▶ [Action item]
Using the data beneath this instruction, retype only the lines from the one that contains "[(71, 68), (247, 167), (275, 206), (449, 114)]" down to the one that contains "[(366, 338), (32, 72)]", both included, exactly as they appear.

━━ Data

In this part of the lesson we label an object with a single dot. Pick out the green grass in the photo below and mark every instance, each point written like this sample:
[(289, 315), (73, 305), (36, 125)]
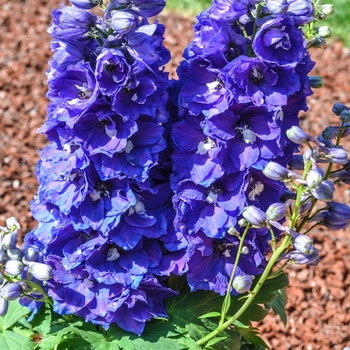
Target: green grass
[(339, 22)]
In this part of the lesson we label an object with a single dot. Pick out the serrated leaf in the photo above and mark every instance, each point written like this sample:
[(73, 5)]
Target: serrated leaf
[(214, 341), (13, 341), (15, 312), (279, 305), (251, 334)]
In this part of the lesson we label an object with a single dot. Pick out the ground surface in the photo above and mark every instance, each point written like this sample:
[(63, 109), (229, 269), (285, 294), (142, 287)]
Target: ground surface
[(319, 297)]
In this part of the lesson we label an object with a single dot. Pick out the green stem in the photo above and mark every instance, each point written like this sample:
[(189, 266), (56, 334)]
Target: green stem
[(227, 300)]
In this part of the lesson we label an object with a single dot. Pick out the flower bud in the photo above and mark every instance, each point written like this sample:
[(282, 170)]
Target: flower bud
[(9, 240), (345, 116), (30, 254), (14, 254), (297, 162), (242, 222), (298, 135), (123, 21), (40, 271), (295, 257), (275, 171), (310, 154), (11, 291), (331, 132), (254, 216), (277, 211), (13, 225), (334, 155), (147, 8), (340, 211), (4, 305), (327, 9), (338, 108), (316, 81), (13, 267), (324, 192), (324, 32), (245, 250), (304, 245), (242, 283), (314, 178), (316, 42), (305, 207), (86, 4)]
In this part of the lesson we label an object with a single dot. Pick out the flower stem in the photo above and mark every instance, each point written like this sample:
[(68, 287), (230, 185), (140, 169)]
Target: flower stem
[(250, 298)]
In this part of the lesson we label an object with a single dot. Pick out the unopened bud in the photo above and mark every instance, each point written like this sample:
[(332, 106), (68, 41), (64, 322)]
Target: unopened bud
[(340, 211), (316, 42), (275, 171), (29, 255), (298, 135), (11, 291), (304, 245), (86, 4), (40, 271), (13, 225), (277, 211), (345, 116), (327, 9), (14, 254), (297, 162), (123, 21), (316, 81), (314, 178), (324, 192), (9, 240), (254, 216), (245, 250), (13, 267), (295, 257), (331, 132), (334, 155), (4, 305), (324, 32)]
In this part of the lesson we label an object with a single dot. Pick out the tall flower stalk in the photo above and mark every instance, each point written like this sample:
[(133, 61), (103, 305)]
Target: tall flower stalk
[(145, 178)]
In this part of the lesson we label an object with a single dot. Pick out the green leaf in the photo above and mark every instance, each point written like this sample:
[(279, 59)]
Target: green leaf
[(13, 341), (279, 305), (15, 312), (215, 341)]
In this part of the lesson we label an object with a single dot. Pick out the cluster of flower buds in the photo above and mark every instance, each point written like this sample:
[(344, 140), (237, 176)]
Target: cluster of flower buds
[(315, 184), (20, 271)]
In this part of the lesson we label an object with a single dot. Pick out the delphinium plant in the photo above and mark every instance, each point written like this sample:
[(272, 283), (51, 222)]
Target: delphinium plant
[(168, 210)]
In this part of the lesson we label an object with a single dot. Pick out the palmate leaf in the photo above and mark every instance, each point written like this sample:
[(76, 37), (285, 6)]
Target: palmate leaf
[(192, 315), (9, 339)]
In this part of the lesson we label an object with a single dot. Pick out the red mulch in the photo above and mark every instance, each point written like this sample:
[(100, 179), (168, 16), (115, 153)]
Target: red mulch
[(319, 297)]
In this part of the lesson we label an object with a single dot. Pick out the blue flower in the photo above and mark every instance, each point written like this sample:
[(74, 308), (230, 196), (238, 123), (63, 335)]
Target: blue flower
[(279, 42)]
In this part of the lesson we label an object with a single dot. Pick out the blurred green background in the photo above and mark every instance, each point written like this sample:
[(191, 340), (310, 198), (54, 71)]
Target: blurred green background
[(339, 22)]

━━━━
━━ Data

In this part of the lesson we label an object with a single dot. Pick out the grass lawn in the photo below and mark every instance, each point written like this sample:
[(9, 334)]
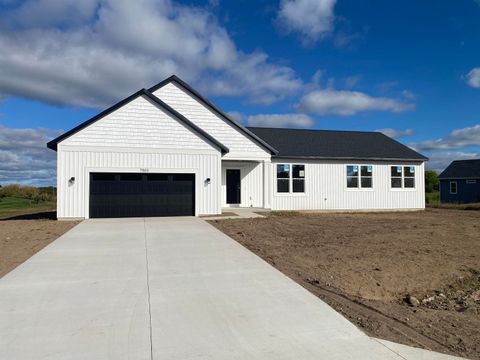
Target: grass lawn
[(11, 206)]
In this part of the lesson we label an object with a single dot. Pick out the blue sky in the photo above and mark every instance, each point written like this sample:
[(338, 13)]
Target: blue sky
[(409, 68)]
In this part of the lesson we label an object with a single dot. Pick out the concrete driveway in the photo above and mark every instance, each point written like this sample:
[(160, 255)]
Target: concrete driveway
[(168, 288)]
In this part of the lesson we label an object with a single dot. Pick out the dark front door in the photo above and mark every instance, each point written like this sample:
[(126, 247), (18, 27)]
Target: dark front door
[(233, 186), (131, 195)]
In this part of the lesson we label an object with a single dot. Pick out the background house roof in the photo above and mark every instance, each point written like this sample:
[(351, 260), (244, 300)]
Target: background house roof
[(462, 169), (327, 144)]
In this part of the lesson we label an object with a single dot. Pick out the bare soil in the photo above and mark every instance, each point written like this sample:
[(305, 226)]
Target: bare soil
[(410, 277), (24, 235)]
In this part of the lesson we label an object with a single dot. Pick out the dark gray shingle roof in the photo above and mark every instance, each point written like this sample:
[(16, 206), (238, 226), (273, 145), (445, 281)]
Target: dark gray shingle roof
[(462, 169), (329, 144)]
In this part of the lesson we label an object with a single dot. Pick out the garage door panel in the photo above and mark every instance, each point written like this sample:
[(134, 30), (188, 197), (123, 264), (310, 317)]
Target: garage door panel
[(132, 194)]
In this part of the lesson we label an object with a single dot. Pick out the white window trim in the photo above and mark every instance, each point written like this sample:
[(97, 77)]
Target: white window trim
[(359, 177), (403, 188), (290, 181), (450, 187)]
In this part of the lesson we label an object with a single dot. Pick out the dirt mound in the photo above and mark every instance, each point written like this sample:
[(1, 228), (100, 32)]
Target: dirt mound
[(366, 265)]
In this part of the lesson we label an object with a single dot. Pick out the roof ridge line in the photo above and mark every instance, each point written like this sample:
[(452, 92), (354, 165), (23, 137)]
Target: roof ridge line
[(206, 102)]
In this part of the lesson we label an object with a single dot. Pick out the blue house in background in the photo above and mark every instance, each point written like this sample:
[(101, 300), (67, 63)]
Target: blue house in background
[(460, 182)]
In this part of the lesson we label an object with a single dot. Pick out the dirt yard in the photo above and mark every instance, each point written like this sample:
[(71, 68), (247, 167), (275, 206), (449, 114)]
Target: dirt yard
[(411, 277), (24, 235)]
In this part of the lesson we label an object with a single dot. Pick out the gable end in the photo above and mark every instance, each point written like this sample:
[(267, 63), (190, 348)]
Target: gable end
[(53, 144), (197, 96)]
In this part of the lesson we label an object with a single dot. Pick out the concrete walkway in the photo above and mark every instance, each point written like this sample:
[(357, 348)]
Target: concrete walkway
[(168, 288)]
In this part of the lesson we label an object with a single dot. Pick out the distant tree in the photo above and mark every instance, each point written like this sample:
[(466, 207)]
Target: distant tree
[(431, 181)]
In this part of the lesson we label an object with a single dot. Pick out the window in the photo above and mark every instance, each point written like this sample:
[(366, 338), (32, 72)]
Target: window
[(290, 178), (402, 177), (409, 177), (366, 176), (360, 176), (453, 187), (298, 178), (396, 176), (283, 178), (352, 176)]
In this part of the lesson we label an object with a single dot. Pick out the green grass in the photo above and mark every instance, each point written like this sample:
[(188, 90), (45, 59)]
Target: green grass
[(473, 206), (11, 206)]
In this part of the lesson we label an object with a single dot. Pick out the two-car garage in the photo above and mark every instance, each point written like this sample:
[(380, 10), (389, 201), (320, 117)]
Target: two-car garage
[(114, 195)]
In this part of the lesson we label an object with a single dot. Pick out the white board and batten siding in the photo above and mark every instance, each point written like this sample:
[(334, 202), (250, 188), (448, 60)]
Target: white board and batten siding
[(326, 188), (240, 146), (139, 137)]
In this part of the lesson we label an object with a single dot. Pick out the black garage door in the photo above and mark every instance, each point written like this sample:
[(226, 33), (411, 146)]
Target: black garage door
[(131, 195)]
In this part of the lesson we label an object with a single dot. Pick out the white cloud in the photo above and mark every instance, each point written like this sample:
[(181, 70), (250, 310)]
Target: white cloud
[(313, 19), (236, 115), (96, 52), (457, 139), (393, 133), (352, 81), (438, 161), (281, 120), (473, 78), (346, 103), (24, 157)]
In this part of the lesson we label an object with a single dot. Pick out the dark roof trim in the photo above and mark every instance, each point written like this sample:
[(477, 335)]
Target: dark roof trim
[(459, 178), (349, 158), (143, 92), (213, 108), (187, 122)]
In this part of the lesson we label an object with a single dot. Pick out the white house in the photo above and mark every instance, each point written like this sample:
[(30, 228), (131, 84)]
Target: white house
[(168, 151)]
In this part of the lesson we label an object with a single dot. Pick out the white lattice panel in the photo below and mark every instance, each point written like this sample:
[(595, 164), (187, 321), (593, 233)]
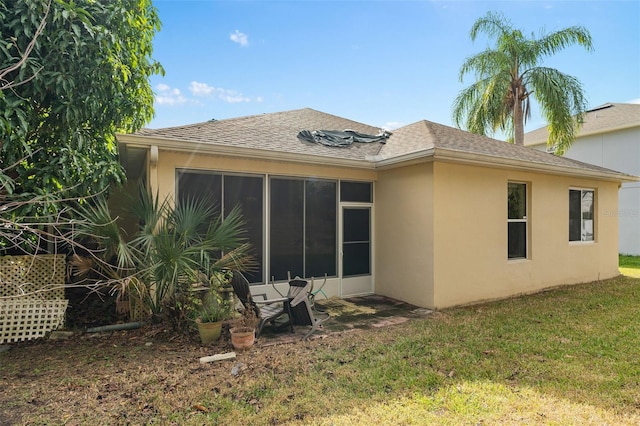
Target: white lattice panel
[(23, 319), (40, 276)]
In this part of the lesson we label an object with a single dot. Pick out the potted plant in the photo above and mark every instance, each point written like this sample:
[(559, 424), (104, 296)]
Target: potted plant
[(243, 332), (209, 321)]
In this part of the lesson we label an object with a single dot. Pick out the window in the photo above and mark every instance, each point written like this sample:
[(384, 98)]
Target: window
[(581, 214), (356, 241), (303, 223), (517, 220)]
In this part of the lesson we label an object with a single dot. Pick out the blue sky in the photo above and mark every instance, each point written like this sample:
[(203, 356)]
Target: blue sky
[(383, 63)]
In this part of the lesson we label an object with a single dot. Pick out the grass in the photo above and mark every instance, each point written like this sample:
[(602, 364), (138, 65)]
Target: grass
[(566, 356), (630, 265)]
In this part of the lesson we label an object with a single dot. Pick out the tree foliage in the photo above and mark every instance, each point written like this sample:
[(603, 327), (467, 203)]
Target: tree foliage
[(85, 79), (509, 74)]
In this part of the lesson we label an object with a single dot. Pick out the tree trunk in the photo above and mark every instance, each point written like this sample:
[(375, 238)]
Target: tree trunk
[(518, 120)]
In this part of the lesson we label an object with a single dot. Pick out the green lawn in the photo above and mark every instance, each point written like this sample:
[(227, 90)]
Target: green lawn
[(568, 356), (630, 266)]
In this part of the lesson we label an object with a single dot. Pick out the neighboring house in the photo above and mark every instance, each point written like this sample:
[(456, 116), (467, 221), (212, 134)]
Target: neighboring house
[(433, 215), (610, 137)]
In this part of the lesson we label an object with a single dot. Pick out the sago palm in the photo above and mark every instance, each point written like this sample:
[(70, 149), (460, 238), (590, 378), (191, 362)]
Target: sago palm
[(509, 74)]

━━━━
━━ Data

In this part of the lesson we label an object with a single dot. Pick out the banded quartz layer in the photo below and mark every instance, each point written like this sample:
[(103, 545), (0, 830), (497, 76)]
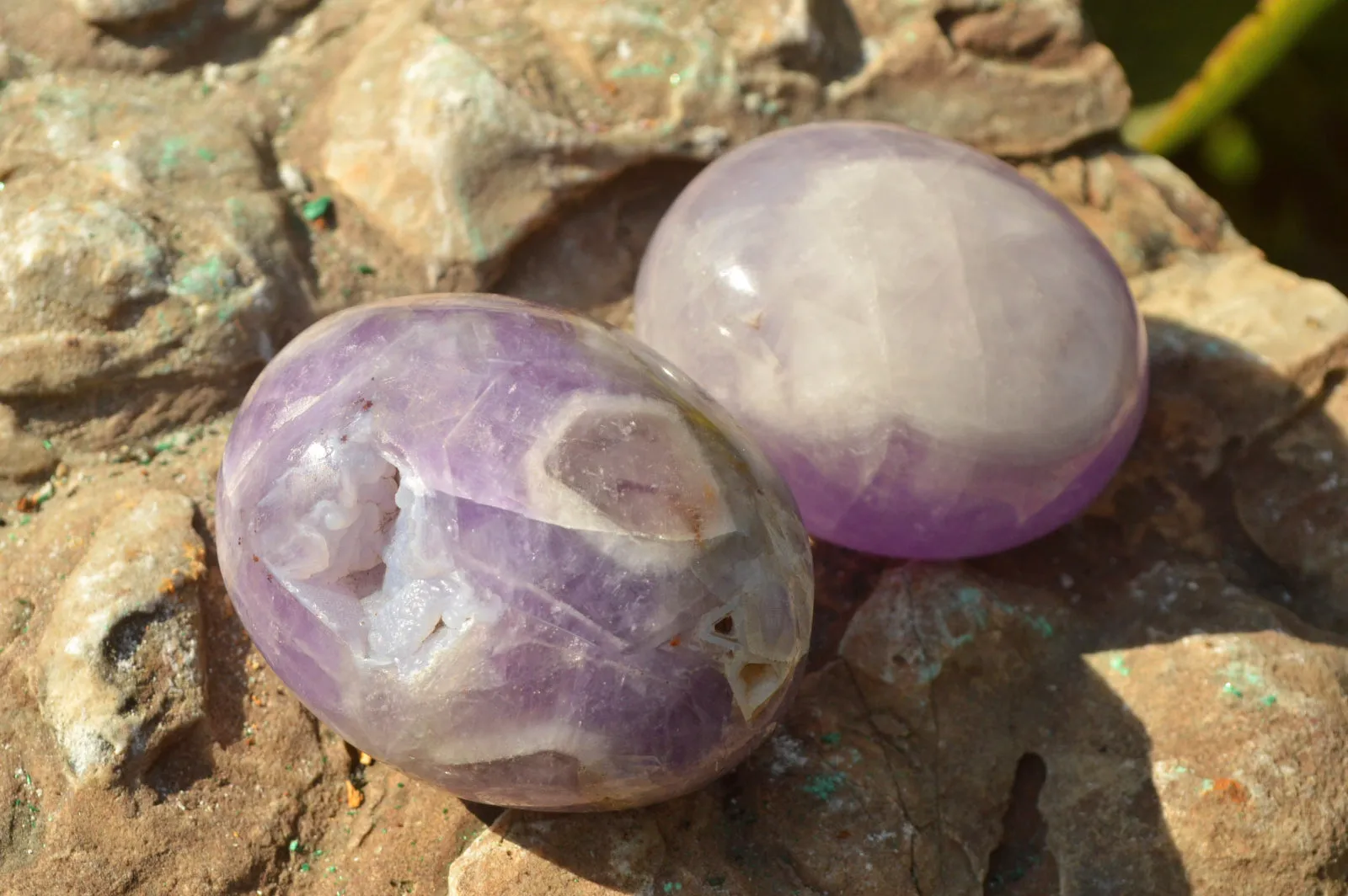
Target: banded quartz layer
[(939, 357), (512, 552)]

━━━━

▶ [Result of this exercise]
[(71, 68), (247, 167), (275, 206), (449, 114)]
Target: dirt yard
[(411, 277), (24, 235)]
In this part of the lesson we label an object with a single dot. Pick out the gable end in the photo above and mark every instance, each point written like this sample:
[(267, 63), (190, 348)]
Target: gable end
[(53, 144), (197, 96)]
In this part of the lesson we label an object with a single dot. Pick out the concrete walkway in the photo above and mark every instance, each point written like this sample:
[(357, 348)]
Target: concrete walkway
[(168, 288)]
In this part of the lesson we label an object with a single dot. Pick out the distant tree in the photo above and mark every instance, each point written like this sample:
[(466, 207)]
Target: distant tree
[(431, 181)]
In this part of the lesson we label an object with a single dot. Pick out the window in the photo above and mark every instance, each point written like this sample:
[(366, 338), (32, 72)]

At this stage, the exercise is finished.